(Point-per-instance localization data)
════════════════
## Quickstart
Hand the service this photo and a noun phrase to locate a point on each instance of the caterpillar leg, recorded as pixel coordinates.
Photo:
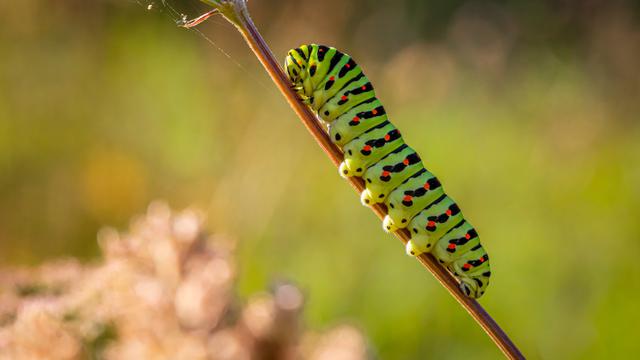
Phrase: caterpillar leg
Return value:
════════════════
| WORK TO BE COMPLETED |
Please transcribe every entry above exactly, leaving out any pictures.

| RESULT BELOW |
## Quickstart
Hand the service this photo and a noun phrase to locate a point on each instance of the caterpillar leg, recorded as pixel coordinates.
Photo:
Phrase: caterpillar leg
Return value:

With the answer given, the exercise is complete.